Data for this task –
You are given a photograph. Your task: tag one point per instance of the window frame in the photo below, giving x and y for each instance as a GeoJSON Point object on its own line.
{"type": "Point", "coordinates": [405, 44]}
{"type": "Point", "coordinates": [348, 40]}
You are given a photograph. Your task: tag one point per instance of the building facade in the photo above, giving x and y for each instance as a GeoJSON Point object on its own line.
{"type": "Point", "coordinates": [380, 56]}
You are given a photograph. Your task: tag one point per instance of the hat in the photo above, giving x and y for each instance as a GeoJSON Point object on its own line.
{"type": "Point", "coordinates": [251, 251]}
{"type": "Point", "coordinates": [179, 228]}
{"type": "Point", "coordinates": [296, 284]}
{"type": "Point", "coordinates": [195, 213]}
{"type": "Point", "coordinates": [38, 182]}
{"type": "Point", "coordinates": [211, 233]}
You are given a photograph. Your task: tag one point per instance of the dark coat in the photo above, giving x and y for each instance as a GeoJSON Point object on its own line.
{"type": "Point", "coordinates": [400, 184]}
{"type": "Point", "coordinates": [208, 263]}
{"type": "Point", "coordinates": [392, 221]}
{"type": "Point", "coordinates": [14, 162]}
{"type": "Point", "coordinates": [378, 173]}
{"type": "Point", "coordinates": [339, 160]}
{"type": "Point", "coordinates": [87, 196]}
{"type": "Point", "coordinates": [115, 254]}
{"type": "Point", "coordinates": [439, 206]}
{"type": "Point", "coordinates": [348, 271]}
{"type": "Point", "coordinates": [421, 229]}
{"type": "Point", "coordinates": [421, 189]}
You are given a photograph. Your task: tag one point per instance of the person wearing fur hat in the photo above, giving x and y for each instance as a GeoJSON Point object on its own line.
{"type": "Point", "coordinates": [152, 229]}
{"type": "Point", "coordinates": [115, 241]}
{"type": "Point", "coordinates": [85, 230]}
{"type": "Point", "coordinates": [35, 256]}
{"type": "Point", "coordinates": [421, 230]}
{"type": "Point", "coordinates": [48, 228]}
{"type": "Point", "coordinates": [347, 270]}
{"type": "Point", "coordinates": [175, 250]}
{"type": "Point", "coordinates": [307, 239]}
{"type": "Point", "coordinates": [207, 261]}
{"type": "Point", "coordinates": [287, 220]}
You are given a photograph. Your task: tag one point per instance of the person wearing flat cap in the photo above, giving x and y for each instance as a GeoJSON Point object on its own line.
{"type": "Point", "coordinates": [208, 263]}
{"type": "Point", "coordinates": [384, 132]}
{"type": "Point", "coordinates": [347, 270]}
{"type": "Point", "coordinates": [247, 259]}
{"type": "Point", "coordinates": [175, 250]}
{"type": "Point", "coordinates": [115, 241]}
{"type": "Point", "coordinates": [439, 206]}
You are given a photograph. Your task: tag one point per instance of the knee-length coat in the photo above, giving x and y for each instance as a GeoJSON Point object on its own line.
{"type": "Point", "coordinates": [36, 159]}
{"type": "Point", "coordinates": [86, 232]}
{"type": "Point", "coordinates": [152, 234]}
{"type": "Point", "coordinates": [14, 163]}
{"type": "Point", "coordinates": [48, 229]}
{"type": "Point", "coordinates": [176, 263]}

Requirement – Give an exact transcription of the data shown above.

Your solution –
You are given a photograph. Your task: tag one point per instance of the window frame in the photo below, giving x and y for each instance as a GeoJSON Point object on its own line.
{"type": "Point", "coordinates": [405, 44]}
{"type": "Point", "coordinates": [348, 40]}
You are given a photograph. Your task: tag one point per instance of the building facade in the photo above, giving x and y for each instance as a GeoJSON Point object on its own line.
{"type": "Point", "coordinates": [380, 56]}
You are given a photograph. Your task: tag one point per instance of the hat in the photo above, giving x and y for each instance as a GeoJSON Point object on its own line.
{"type": "Point", "coordinates": [251, 251]}
{"type": "Point", "coordinates": [179, 228]}
{"type": "Point", "coordinates": [296, 284]}
{"type": "Point", "coordinates": [195, 213]}
{"type": "Point", "coordinates": [38, 182]}
{"type": "Point", "coordinates": [211, 233]}
You are given a photograph. Your task: tag one point per instance of the dark coat in the photo above, giving x and y for each instance as a GeoJSON Point object on its own line.
{"type": "Point", "coordinates": [400, 184]}
{"type": "Point", "coordinates": [208, 263]}
{"type": "Point", "coordinates": [392, 221]}
{"type": "Point", "coordinates": [14, 162]}
{"type": "Point", "coordinates": [378, 173]}
{"type": "Point", "coordinates": [339, 160]}
{"type": "Point", "coordinates": [87, 196]}
{"type": "Point", "coordinates": [115, 254]}
{"type": "Point", "coordinates": [439, 206]}
{"type": "Point", "coordinates": [348, 271]}
{"type": "Point", "coordinates": [421, 229]}
{"type": "Point", "coordinates": [421, 189]}
You are given a photograph. Your task: tag one point per instance of the person wearing fur hat in the photo above, giving x and y for each instance as a GeoJSON Point object on its own line.
{"type": "Point", "coordinates": [152, 229]}
{"type": "Point", "coordinates": [115, 241]}
{"type": "Point", "coordinates": [85, 230]}
{"type": "Point", "coordinates": [35, 256]}
{"type": "Point", "coordinates": [421, 230]}
{"type": "Point", "coordinates": [48, 228]}
{"type": "Point", "coordinates": [347, 270]}
{"type": "Point", "coordinates": [175, 250]}
{"type": "Point", "coordinates": [307, 239]}
{"type": "Point", "coordinates": [207, 261]}
{"type": "Point", "coordinates": [287, 220]}
You are given a photograph. Your task: tag one point per instance of the person wearing flat cap in the photo above, giving x and y for each instance as a GeoJSON Point object on its own line.
{"type": "Point", "coordinates": [208, 263]}
{"type": "Point", "coordinates": [384, 132]}
{"type": "Point", "coordinates": [347, 270]}
{"type": "Point", "coordinates": [247, 259]}
{"type": "Point", "coordinates": [175, 250]}
{"type": "Point", "coordinates": [115, 241]}
{"type": "Point", "coordinates": [439, 206]}
You are given a photograph. Your task: tag one point per instance of the knee-length coat in the photo above, giving x and y for each instance as a GeoJSON Point object on its own line.
{"type": "Point", "coordinates": [36, 159]}
{"type": "Point", "coordinates": [86, 232]}
{"type": "Point", "coordinates": [152, 234]}
{"type": "Point", "coordinates": [14, 163]}
{"type": "Point", "coordinates": [48, 229]}
{"type": "Point", "coordinates": [176, 263]}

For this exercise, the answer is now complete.